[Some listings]
- - -

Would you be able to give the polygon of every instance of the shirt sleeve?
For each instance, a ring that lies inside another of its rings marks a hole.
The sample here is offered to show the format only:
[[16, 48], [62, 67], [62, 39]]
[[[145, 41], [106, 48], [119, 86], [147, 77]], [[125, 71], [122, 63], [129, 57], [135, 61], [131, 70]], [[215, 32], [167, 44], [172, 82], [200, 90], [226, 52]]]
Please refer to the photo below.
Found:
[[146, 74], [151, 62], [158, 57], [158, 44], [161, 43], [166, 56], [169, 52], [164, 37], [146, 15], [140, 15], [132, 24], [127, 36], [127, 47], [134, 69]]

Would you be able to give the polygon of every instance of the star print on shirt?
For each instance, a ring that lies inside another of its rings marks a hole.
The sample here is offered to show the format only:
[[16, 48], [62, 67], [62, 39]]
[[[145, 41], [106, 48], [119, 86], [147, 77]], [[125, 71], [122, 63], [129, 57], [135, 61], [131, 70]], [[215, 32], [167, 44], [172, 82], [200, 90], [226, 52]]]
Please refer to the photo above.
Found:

- - -

> Exercise description
Rewrite the listing, changing every "polygon" to "outline" and leaving everything else as it is.

> Complete answer
Would you be able to give the outline of every instance of the shirt sleeve?
For each instance, a ring that lies inside another of its rings marks a hole.
The sample here is offered to show the format only:
[[16, 48], [62, 67], [62, 39]]
[[[145, 41], [106, 48], [119, 86], [147, 77]], [[125, 71], [122, 63], [129, 57], [135, 61], [131, 70]], [[215, 32], [167, 44], [172, 82], [200, 90], [226, 52]]]
Please refer to the photo below.
Found:
[[146, 74], [151, 62], [158, 57], [158, 44], [161, 43], [166, 56], [169, 52], [164, 37], [146, 15], [140, 15], [132, 24], [127, 36], [127, 47], [134, 69]]

Would you be able to give the outline of every instance of the star print on shirt?
For each instance, a ring that lies inside another of its rings marks a hole.
The sample here is offered to show the format only:
[[16, 48], [62, 67], [62, 39]]
[[[145, 41], [106, 48], [119, 86], [147, 77]], [[125, 71], [122, 63], [129, 57], [135, 61], [131, 70]], [[215, 32], [167, 44], [172, 82], [200, 90], [226, 52]]]
Please refer to the photo above.
Found:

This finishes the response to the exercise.